• Esercizio
Dalla discussione sui pipistrelli, riporta senza alcuna modifica il passo che si apre con le parole contenenti "Google dà 866" e si chiude con "aspettiamo altri pareri.".

• Brano di lettura
# # #
# Pipistrelli: stormo o branco?



## Dulcinea

I pipistrelli sono da considerare uccelli? 
Io direi stormo, ma non sono convintissima.


----------



## giusyna

Ciao
Wikipedia parla di branco in senso generico: _*"gruppo di animali che si riuniscono spontaneamente e operano in modo omogeneo"
*_Poi parla di  termini specifici : _*"che si riferiscono a gruppi di animali di particolari tipi. Per esempio, un branco di uccelli in volo viene in genere chiamato stormo; un branco di pesci banco; un branco di mammiferi erbivori, soprattutto ungulati, mandria"
*_Ora il problema è che i pipistrelli sono gli unici mammiferi che volano e solitamente hanno abitudini gregarie.
Francamente non saprei cosa usare....d'impatto userei "stormo di pipistrelli" ma non ti nego che branco possa essere la scelta più corretta...attendiamo altri post


----------



## stella_maris_74

Google dà 866 risultati per "stormo di pipistrelli" e solo 10 per "branco di pipistrelli".
Tendo a pensare, ma non so se sia una regola o solo una sensazione "a naso", che _branco _sia più appropriato per mammiferi che si spostano camminando sulle due o quattro zampe, piuttosto che volando come i pipistrelli.
Per gli animali che volano sceglierei _stormo_, ma aspettiamo altri pareri.
# # #
• Record archiviati
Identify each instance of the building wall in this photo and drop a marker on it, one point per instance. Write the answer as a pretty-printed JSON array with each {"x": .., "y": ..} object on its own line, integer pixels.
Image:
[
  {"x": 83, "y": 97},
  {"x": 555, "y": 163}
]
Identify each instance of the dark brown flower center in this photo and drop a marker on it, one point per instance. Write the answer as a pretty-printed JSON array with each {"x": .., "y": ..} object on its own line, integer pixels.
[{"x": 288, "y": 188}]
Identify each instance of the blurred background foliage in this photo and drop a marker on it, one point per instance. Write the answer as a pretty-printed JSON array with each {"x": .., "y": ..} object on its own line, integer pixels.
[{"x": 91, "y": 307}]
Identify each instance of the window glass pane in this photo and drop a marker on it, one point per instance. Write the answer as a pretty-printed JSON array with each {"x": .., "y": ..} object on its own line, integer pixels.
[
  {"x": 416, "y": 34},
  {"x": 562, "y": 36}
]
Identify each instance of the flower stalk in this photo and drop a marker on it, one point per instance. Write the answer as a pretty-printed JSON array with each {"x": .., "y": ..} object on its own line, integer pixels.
# # #
• Risposta corretta
Google dà 866 risultati per "stormo di pipistrelli" e solo 10 per "branco di pipistrelli".
Tendo a pensare, ma non so se sia una regola o solo una sensazione "a naso", che _branco _sia più appropriato per mammiferi che si spostano camminando sulle due o quattro zampe, piuttosto che volando come i pipistrelli.
Per gli animali che volano sceglierei _stormo_, ma aspettiamo altri pareri.